#### [ABOUT THIS EXERCISE]
Reproduce the records in full. Alter nothing.

#### [MATERIAL SUPPLIED]
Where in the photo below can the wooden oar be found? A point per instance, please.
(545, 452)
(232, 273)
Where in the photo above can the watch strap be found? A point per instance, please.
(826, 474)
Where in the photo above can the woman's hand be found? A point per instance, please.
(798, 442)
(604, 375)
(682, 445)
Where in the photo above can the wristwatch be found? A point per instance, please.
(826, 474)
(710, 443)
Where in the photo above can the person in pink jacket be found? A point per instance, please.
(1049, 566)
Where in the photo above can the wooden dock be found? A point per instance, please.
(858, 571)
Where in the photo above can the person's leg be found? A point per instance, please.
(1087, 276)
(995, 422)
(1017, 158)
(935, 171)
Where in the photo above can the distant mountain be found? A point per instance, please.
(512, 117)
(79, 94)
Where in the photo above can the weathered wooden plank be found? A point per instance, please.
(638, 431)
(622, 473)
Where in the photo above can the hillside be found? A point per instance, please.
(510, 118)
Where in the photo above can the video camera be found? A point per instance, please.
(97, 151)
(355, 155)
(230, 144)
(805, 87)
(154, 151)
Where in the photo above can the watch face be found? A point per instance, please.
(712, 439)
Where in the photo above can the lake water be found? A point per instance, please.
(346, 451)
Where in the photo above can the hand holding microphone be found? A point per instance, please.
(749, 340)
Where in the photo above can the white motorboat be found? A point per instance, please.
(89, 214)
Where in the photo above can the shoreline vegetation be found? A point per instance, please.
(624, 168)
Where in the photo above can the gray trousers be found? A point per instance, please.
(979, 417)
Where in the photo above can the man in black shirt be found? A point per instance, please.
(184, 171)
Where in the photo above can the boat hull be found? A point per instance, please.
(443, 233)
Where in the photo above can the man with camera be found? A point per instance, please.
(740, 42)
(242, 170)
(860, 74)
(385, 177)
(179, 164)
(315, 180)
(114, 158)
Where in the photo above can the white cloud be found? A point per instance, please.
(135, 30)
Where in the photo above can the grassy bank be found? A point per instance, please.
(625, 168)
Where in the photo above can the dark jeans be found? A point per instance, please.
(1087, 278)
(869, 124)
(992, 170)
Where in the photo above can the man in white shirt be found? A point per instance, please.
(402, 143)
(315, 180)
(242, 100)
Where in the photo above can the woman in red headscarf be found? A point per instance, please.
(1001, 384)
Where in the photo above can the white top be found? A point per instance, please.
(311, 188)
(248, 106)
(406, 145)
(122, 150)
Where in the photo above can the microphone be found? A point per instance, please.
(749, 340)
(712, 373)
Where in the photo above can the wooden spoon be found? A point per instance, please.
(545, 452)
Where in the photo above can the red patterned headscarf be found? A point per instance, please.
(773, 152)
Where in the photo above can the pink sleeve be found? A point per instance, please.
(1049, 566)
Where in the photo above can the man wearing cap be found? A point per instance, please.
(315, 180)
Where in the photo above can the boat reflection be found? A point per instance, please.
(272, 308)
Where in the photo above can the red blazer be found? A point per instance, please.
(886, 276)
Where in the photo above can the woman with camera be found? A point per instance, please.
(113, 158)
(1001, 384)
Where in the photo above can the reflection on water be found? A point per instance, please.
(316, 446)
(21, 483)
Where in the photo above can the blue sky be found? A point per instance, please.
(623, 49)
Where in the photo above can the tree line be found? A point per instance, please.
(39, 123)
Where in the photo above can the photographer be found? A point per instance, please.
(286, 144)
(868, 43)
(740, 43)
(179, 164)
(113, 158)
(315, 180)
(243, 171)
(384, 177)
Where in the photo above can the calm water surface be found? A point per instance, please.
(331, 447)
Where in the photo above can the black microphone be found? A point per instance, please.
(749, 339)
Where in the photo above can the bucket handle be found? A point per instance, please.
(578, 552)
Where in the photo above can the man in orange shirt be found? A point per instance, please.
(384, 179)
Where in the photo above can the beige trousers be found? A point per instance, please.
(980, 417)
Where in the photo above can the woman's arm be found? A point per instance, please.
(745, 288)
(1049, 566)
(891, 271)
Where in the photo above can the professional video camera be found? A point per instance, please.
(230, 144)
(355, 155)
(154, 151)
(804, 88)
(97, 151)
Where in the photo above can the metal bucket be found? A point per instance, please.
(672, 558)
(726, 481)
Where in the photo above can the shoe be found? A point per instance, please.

#### [SOLUTION TO THE PROBLEM]
Where in the photo below can the wooden oar be found? A point per instance, please.
(545, 452)
(232, 273)
Where in the photo above can the watch strap be found? A point per instance, please.
(826, 474)
Where in the photo above can the woman's hand be found? A point per instance, please.
(798, 442)
(604, 375)
(682, 445)
Where in the photo above can the wristwatch be found? A point per instance, please.
(826, 474)
(710, 443)
Where in the photo above can the person in pink jacket be found? A point per instance, please.
(1049, 566)
Where in the photo above can the wooden dock be found? A point per instance, please.
(858, 571)
Where in the photo above can the person's leg be found? A point per instance, please.
(1087, 276)
(995, 422)
(1017, 158)
(935, 171)
Where in the photo above can the distant mountain be found? A point per instance, please.
(512, 117)
(79, 94)
Where in the photo above can the weathered wooden plank be found? A point per instance, please.
(638, 431)
(622, 473)
Where in the photo above can the hillside be found? A point per instance, please.
(510, 118)
Where in the photo above can the video camera be found? A point per instance, please.
(97, 151)
(355, 155)
(230, 144)
(805, 87)
(154, 151)
Where in the photo above can the watch face be found? A point per instance, please.
(712, 439)
Where in the photo above can the lake water be found? A point per instance, please.
(346, 451)
Where in the photo above can the hand holding microphone be found? A point per instance, please.
(749, 340)
Where in the photo above can the white motorboat be found? A point per instance, please.
(89, 214)
Where in the photo above can the shoreline vegetation be found? A point per instance, please.
(624, 168)
Where in the photo above can the gray trousers be found? A point per instance, please.
(979, 417)
Where in the photo above can the man in black shirt be found? A point per instance, please.
(184, 171)
Where in the photo above can the boat hull be found? A point per instance, please.
(443, 233)
Where in the photo above can the man with camera be found? A point per instance, please.
(740, 42)
(242, 170)
(860, 74)
(385, 177)
(179, 164)
(315, 180)
(114, 158)
Where in the photo above can the white cloud be found? A point per instance, please.
(135, 30)
Where in the photo above can the grassy bank be found? A point per instance, please.
(625, 168)
Where in the photo above can the dark jeans be found? A point per instance, please.
(1087, 278)
(869, 124)
(992, 170)
Where in the photo above can the man in white shirt be found? A point per instance, please.
(402, 143)
(315, 180)
(242, 100)
Where in the photo above can the woman in red headscarf be found? A point per instance, please.
(1001, 384)
Where in the photo above can the white top be found? A point per instance, please.
(311, 188)
(248, 106)
(406, 145)
(122, 150)
Where in the photo above can the microphone be found? A point per instance, please.
(749, 340)
(712, 373)
Where in the photo above can the wooden spoon be found? A point per instance, please.
(545, 452)
Where in the photo above can the red patterned headscarf be found? A point per instance, please.
(773, 152)
Where in the photo above can the pink sleeve be found? A point per instance, please.
(1049, 566)
Where in the photo above can the man wearing cap be found? A point per instance, please.
(315, 180)
Where in the photo above can the boat reflection be found? A point per instance, please.
(272, 308)
Where in the photo above can the red blazer be found? A point per instance, please.
(886, 276)
Where in the photo above can the woman with camera be found? A point per instance, please.
(113, 158)
(1001, 384)
Where in the photo above can the reflection on water be found? A point per instance, please.
(316, 446)
(21, 483)
Where in the photo above can the blue sky be found? A point per instance, please.
(623, 49)
Where in the photo above can the tree line be found? A point per instance, please.
(39, 123)
Where in the photo above can the photographer be found? A point per instance, please.
(286, 144)
(868, 43)
(740, 43)
(179, 164)
(113, 158)
(315, 180)
(243, 171)
(384, 177)
Where in the photo above can the calm water surface be found? A point per instance, please.
(331, 447)
Where in the photo above can the black microphone be found? A point per instance, please.
(749, 339)
Where in the photo above can the bucket handle be found? A point per instance, please.
(578, 552)
Where in the photo above can the man in orange shirt be found? A point per instance, please.
(384, 179)
Where in the photo above can the beige trousers be found? A point per instance, please.
(980, 417)
Where in the photo above can the woman's arm be found? A point per instance, please.
(745, 288)
(1049, 566)
(891, 271)
Where in the photo above can the professional video camera be found? A point per instance, please.
(230, 144)
(355, 155)
(154, 151)
(804, 88)
(97, 151)
Where in the photo above can the metal bucket be found? A point per instance, please.
(672, 558)
(726, 481)
Where in the photo above can the shoe be found? A point per instance, please.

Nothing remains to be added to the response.